**Uit te voeren taken:**
1. Welk percentage van de CFO's is volgens het onderzoek van Graham et al. (2005) in de tekst over winststuring bereid economische waarde op te geven in ruil voor niet-fluctuerende winsten?
2. Ga verder met de tekst over winststuring, te beginnen na de laatste zin.

**Tekstfragment:**

:::::

De income smoothing hypothese stelt dat managers actie ondernemen om schommelingen in de winstcijfer binnen een bepaalde marge te houden dat als normaal wordt beschouwd voor de onderneming (Bartov, 1993).

(9)

8 Een ander belangrijk verschil tussen mijn onderzoek en dat van Lam (2005) en Elsman (2011) is dat deze laatste twee zich alleen hebben gericht op de bonus van CEO’s. Mijn eigen onderzoek houdt ook rekening met de bonus van CFO’s. Volgens Jiang et al. (2010) hebben CFO’s meer belang bij winststuring dan CEO’s omdat zij alleen verantwoordelijk zijn voor de financiële situatie van een onderneming. CEO’s worden naast financiële resultaten ook op andere criteria beoordeeld en zullen daarom volgens Jiang et. al. minder belang hebben om de financiële resultaten te sturen. Uit onderzoek van Graham et al. (2005) komt naar voren dat 78% van de CFO’s bereid is economische waarde (‘economic value’) op te geven in ruil voor niet-fluctuerende winsten. Verder blijkt dat 53% van de CFO’s een project met een positieve netto contante waarde niet zal uitvoeren als dit betekent dat het kwartaalresultaat onder de prognose zal uitkomen. Het onderzoek van Graham et. al. toont aan dat CFO’s waarde hechten aan het behalen van prognoses en verwachtingen van buitenstaanders. CFO’s zijn hiervoor gemotiveerd omdat zij niet willen dat de aandeelwaarde van de onderneming daalt. Andere motieven - bijvoorbeeld een bonusplan - speelt een minder belangrijke rol volgens Graham et al. Mijn onderzoek kan extra uitsluiting geven of dit inderdaad het geval is.

:::::

**Vastgelegde gegevens:**

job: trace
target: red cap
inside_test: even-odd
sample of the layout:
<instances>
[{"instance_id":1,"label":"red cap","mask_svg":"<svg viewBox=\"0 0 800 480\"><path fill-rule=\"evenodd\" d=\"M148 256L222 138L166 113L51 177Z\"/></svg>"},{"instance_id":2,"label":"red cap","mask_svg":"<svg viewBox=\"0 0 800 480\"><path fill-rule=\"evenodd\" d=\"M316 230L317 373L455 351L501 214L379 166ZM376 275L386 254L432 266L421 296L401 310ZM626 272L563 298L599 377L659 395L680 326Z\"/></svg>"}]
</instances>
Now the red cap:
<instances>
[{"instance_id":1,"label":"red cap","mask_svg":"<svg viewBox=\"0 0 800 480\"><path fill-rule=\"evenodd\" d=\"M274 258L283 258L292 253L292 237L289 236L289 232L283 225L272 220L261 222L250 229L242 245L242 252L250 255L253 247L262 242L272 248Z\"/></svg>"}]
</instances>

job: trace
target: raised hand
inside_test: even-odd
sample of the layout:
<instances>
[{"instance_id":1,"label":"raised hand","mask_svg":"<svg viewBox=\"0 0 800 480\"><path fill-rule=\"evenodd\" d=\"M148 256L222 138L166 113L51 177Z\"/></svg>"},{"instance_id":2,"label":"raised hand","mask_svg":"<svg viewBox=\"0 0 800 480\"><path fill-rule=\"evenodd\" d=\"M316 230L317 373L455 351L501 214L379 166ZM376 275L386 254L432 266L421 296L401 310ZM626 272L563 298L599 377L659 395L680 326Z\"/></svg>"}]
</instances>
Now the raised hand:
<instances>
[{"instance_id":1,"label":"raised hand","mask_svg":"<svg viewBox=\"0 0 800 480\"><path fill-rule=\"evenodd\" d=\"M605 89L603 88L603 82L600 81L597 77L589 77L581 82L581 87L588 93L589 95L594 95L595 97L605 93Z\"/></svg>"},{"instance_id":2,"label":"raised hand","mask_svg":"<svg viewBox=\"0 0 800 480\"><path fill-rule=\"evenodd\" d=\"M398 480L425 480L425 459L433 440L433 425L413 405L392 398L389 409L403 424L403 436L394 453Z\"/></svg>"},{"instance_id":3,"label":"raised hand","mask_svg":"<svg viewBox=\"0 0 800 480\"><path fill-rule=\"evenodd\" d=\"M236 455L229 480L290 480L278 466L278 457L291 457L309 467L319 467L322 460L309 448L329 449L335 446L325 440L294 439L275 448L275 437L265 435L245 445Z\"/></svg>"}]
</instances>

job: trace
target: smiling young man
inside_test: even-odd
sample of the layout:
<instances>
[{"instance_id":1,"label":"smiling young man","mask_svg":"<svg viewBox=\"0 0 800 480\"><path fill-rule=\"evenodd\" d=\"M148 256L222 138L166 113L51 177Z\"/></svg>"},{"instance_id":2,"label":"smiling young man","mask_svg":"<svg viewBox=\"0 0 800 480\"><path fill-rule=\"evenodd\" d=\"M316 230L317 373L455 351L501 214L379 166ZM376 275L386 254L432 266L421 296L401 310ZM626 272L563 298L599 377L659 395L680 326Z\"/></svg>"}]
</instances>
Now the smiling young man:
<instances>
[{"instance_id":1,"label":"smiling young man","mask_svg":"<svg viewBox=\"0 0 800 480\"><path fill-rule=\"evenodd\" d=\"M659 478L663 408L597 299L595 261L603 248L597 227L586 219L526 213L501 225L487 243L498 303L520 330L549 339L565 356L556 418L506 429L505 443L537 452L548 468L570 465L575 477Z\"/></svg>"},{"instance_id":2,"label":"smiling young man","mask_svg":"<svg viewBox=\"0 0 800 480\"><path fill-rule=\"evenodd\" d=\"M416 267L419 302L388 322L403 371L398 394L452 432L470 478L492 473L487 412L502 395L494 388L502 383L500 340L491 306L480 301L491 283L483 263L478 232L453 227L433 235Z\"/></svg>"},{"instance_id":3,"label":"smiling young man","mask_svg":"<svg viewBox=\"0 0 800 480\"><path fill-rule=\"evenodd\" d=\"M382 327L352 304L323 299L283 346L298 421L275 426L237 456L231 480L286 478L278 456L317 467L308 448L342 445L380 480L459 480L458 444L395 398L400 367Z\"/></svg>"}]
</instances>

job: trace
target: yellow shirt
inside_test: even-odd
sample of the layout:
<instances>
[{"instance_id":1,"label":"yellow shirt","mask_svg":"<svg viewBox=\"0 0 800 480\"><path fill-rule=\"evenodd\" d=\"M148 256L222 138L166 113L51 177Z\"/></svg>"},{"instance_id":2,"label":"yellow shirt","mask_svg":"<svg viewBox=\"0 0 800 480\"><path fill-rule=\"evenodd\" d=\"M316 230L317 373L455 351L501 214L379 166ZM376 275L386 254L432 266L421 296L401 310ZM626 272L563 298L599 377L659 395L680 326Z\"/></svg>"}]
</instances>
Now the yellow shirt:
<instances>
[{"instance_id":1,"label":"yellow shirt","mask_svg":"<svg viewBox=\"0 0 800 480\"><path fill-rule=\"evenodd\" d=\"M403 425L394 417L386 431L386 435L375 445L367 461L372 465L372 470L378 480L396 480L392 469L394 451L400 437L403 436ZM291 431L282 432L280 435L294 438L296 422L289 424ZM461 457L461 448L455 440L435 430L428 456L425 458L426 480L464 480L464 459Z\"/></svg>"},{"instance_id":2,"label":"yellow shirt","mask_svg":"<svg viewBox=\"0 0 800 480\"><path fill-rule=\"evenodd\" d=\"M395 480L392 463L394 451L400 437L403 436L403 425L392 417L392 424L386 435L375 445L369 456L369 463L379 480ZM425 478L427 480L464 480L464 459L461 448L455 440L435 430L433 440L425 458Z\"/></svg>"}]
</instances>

:::::

**Antwoorden per taak:**
1. 78%

2.
1.3.2 Maatschappelijke relevantie. Naast een wetenschappelijke heeft mijn onderzoek ook maatschappelijke relevantie. In de eerste plaats heeft de wetgever baat bij mijn onderzoek. Op basis van de uitkomsten van het onderzoek kan zij beslissen om (nieuw) beleid maken. Indien blijkt dat bestuurders inderdaad winststuring toepassen om hun bonus te verhogen dan kan de wetgever - indien zij dit ongewenst vindt - een wet maken om dit tegen te gaan.

Naast de wetgever hebben ook toezichthouders zoals de AFM belang bij de uitkomsten van dit onderzoek. Als blijkt dat bestuurders winststuring gebruiken om hun bonus te verhogen dan kunnen toezichthouders dit ongewenst vinden. Op basis van de uitkomsten van dit onderzoek kunnen zij beslissen om bijvoorbeeld hun beleid aan te passen door beter toezicht te gaan houden op ondernemingen. De AFM kan bijvoorbeeld ook van accountants gaan eisen dat zij tijdens de jaarrekeningcontrole meer aandacht besteden aan de controle van het winstcijfers om winsturing te ontmoedigen.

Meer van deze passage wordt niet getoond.